GOAL »
Can you give again, word for word, the items from the line that contains "Please spot the monitor" through the last line of the items, both ends included, without the pictures?

— begin —

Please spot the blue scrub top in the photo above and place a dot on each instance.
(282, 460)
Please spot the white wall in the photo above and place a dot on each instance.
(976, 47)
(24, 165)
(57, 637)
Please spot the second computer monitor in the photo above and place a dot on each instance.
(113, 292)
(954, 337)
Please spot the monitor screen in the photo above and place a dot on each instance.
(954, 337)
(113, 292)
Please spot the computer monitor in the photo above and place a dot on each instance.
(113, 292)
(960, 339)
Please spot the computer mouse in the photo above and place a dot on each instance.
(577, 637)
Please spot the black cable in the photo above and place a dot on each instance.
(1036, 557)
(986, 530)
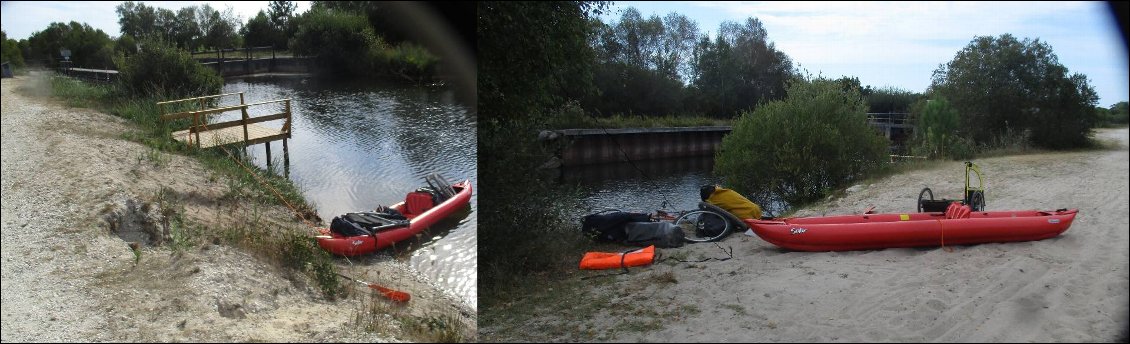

— end —

RESPONSE TO THE TASK »
Please spot the monitor screen in the photo above and place a dot on each instance.
(954, 337)
(113, 292)
Please spot the computer monitor in the photo above and place a dot on each instance.
(113, 292)
(960, 339)
Please spot the computer mouse in the photo above and place a dot on each instance.
(577, 637)
Please spot the black cable in the photo above and place a dot on each instance.
(1036, 557)
(986, 530)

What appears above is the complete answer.